■ **Given information**
— START —

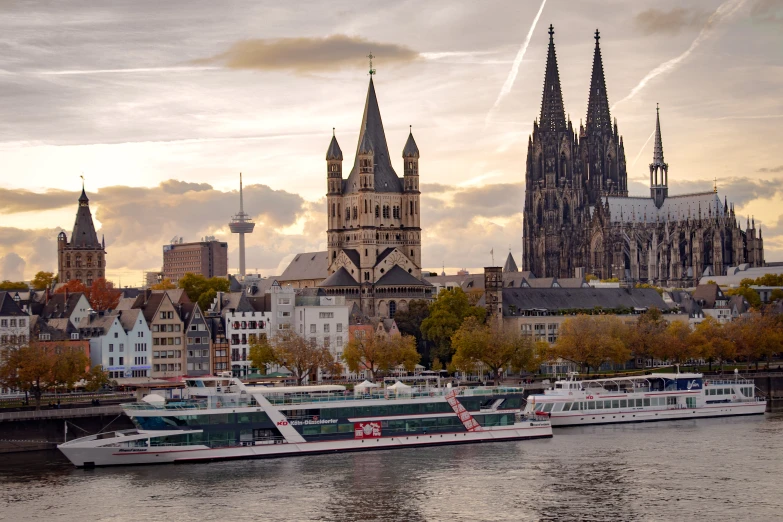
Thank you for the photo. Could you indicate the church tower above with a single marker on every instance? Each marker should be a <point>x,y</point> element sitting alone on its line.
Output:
<point>374,226</point>
<point>659,170</point>
<point>602,149</point>
<point>84,257</point>
<point>554,195</point>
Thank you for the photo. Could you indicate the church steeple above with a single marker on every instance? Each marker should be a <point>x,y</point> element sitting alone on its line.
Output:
<point>552,110</point>
<point>659,170</point>
<point>372,140</point>
<point>598,118</point>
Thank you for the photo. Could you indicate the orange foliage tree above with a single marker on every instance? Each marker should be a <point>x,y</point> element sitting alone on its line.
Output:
<point>103,295</point>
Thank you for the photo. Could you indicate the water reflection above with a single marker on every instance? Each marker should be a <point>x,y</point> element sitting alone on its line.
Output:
<point>724,469</point>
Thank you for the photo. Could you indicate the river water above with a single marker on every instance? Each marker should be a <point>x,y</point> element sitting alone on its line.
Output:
<point>713,469</point>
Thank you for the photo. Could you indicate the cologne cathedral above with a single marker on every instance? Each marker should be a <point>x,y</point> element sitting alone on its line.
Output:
<point>580,220</point>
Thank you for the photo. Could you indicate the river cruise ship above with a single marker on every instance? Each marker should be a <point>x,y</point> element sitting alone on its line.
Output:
<point>223,418</point>
<point>653,397</point>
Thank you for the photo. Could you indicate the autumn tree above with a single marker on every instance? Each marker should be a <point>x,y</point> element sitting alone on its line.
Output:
<point>72,286</point>
<point>677,344</point>
<point>757,337</point>
<point>69,365</point>
<point>165,284</point>
<point>103,295</point>
<point>492,346</point>
<point>43,280</point>
<point>409,320</point>
<point>447,312</point>
<point>203,290</point>
<point>589,341</point>
<point>13,285</point>
<point>29,369</point>
<point>711,343</point>
<point>380,353</point>
<point>646,335</point>
<point>290,350</point>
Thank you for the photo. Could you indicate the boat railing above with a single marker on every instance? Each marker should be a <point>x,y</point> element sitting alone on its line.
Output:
<point>711,382</point>
<point>307,398</point>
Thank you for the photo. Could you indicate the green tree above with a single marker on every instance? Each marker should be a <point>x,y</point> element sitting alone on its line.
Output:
<point>492,346</point>
<point>13,285</point>
<point>380,353</point>
<point>447,312</point>
<point>290,350</point>
<point>203,290</point>
<point>43,280</point>
<point>409,320</point>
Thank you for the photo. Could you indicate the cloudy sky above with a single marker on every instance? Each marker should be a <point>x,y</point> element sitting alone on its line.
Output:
<point>161,104</point>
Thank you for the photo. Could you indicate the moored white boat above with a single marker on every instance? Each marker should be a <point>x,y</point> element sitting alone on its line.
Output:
<point>222,418</point>
<point>652,397</point>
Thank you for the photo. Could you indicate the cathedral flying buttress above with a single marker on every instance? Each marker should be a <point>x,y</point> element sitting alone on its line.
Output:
<point>580,220</point>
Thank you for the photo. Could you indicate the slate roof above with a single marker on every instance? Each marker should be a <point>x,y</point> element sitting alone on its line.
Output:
<point>8,307</point>
<point>398,276</point>
<point>706,295</point>
<point>83,235</point>
<point>61,305</point>
<point>334,152</point>
<point>307,265</point>
<point>129,318</point>
<point>340,278</point>
<point>372,136</point>
<point>410,150</point>
<point>553,299</point>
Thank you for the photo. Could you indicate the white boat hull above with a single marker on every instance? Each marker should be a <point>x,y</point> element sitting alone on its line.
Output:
<point>562,419</point>
<point>113,456</point>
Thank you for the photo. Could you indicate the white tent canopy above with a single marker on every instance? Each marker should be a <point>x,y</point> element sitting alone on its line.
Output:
<point>400,388</point>
<point>365,386</point>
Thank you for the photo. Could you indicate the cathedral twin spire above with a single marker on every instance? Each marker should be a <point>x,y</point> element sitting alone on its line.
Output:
<point>552,110</point>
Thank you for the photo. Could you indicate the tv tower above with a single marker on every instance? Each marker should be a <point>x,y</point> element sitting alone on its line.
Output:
<point>241,224</point>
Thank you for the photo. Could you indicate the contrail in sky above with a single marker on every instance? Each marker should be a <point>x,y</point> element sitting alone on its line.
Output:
<point>642,149</point>
<point>725,10</point>
<point>512,75</point>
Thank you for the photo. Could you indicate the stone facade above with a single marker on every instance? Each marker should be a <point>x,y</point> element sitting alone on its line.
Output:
<point>579,219</point>
<point>374,222</point>
<point>83,257</point>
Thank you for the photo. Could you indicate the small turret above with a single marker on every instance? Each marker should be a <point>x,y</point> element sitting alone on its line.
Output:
<point>334,166</point>
<point>410,155</point>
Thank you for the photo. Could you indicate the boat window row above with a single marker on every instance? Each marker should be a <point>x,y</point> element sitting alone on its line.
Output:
<point>728,391</point>
<point>606,404</point>
<point>167,422</point>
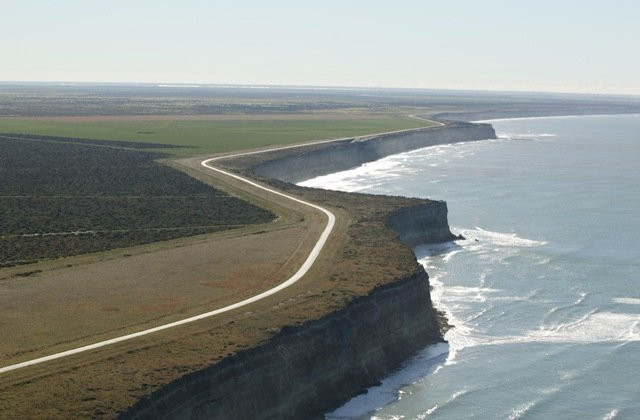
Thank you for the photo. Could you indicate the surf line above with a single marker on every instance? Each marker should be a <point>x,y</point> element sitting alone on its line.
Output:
<point>306,266</point>
<point>313,255</point>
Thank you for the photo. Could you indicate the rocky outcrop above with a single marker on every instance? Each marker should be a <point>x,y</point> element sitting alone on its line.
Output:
<point>342,155</point>
<point>305,370</point>
<point>422,224</point>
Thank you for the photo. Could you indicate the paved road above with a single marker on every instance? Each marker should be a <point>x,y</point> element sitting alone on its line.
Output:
<point>308,263</point>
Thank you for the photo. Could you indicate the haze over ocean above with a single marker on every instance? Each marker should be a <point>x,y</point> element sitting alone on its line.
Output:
<point>543,294</point>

— END —

■ **What you will do**
Express all of the data above as a two-column CSV with the headers "prompt" and "points" and one row for each request. Put the request text and its answer each in a single quoted field, replace line breaks with spaces, and leave out the pictures.

■ **The result**
prompt,points
"Thank you for the photo. Could you indicate the church tower above with a single marker on every instance? Each marker should be a <point>x,y</point> element sitting alone on its line. Output:","<point>374,226</point> <point>659,170</point> <point>602,149</point> <point>84,257</point> <point>554,195</point>"
"Thank you for the photo. Could you indicate the church steeple above with a single marker on every instance? Each marker should be a <point>x,y</point> element sitting alone on its line. Output:","<point>552,110</point> <point>659,170</point> <point>372,140</point> <point>598,118</point>"
"Thank you for the photo. Could you indicate the orange foliage tree above with a single marker on every instance? Each marker should be a <point>x,y</point> element sitting alone on its line. Output:","<point>103,295</point>"
"Thank you for the photo. Could you indicate the water reflection above with a single marker on every instance? Each marker should be a <point>x,y</point> element sitting alone on its line. Output:","<point>724,469</point>"
"Thank you for the photo. Could you indicate the river water above with a single marker on every instance? Each marker should be a <point>x,y</point> element sitting alone on its line. Output:","<point>713,469</point>"
"Thank you for the photo. Could you indicate the cologne cathedral above with a single marker on every instance? Each marker should be a <point>x,y</point> element sitting alone on its line. Output:","<point>580,220</point>"
"Thank you for the photo. Could you indicate the river cruise ship above with a single marker on every instance? Each marker should be a <point>x,y</point> element sitting alone on its line. Output:","<point>223,418</point> <point>653,397</point>"
"Thank you for the photo. Could you indicate the autumn tree above with a single marker on every instance? Each marker should be a <point>x,y</point> element sitting alone on its line. Output:","<point>72,286</point> <point>677,344</point> <point>757,337</point> <point>69,365</point> <point>165,284</point> <point>103,295</point> <point>492,346</point> <point>43,280</point> <point>409,320</point> <point>447,312</point> <point>203,290</point> <point>589,341</point> <point>13,285</point> <point>29,369</point> <point>711,343</point> <point>380,353</point> <point>646,335</point> <point>290,350</point>"
"Thank you for the photo. Could you indicate the boat railing above with a single marker on every instance? Each marker should be a <point>x,y</point> element sitting alone on its line. Output:","<point>711,382</point> <point>307,398</point>"
"Thank you for the photo. Could you indicate the green tree above with a single marker on every instance? Each marker should be a <point>x,y</point> element sitting alone on its line. Output:","<point>492,346</point> <point>13,285</point> <point>380,353</point> <point>447,312</point> <point>290,350</point> <point>203,290</point> <point>43,280</point> <point>409,320</point>"
"Thank you for the photo. Could you indicate the cloudy sky above with a single marker on every instance? Each marker should be a <point>x,y</point> element sitting alone on its line. Output:","<point>161,104</point>"
"Thank you for the photo. Could you indicate the moored white boat above with a single marker on every instance? Each marker should be a <point>x,y</point> element sitting alone on its line. Output:","<point>222,418</point> <point>652,397</point>"
"Thank you for the photo. Could you indicate the cathedral flying buttress above with a single marker on every instance? Each marker should be a <point>x,y</point> element sitting alone on its line. Output:","<point>580,220</point>"
"Thank you for the photo. Could you indicate the slate roof above with a single marker on every instance? Each marker should be a <point>x,y</point> element sitting alone on its line. Output:","<point>8,307</point> <point>398,276</point> <point>706,295</point> <point>83,235</point> <point>61,305</point> <point>334,152</point> <point>307,265</point> <point>129,318</point> <point>340,278</point> <point>372,136</point> <point>410,150</point> <point>553,299</point>"
"Thank you for the photo. Could you indicate the white boat hull above with a single marker on every instance? Each marker should be a <point>x,y</point> element sitting alone on its line. Output:","<point>562,419</point> <point>113,456</point>"
"Thank you for the photo. Could you indicate the white tent canopy above with a single marker on every instance? Each marker should be a <point>x,y</point> element sitting alone on its line. Output:","<point>400,388</point> <point>365,386</point>"
"Thank you for the photo. Could you indicate the cathedral twin spire above with a single marker on every instance? Each marker should be a <point>x,y</point> element sitting alone on its line. Output:","<point>552,110</point>"
"Thank you for the photo. Could you indicate the tv tower above with a single marker on every instance? Each marker should be a <point>x,y</point> element sitting alone on its line. Output:","<point>241,224</point>"
"Thank you for the photo. Could you indicate the contrail in sky above with a single marker on every instance? Each marker should be a <point>x,y</point> element sitting alone on its line. Output:","<point>642,149</point> <point>725,10</point> <point>512,75</point>"
"Thank you for the photo. Could you indicate the stone facade above with a single marker on every instance? Each marker should be a <point>x,y</point> element sitting alone on its line. Output:","<point>579,219</point> <point>374,222</point> <point>83,257</point>"
"Thank you for the photo. Could you indicate the small turret above with a single marker on every instance? Each marker should be a <point>x,y</point> element sitting alone on its line. Output:","<point>334,166</point> <point>410,155</point>"
"Thank you for the photo. Could you indicate the boat window row above with a single marker on every instance? Each marker should be a <point>x,y</point> element sitting alone on its line. Output:","<point>728,391</point> <point>606,404</point> <point>167,422</point>"
"Thank you for the photo. Could you indicate the surf line above with a single marker on every instance? Each marker should be a <point>x,y</point> element sitting alone on its line. Output:","<point>306,266</point> <point>313,255</point>"
"Thank you for the photo. Could you indicate the rocky outcrop above with a single marker on every instance? Each marker should be a <point>x,y</point> element sitting alone on its line. Output:","<point>342,155</point> <point>305,370</point> <point>422,224</point>"
"Thank you for the photo. Could you indicate the paved road above with a single marker on every instance? Each marker should be a <point>x,y</point> element sitting alone on its line. Output:","<point>308,263</point>"
"Thank you for the photo. Could you indicate the haze over ocean above with a single marker on every instance? Each marker should be a <point>x,y</point> element sitting alone on its line. Output:","<point>543,294</point>"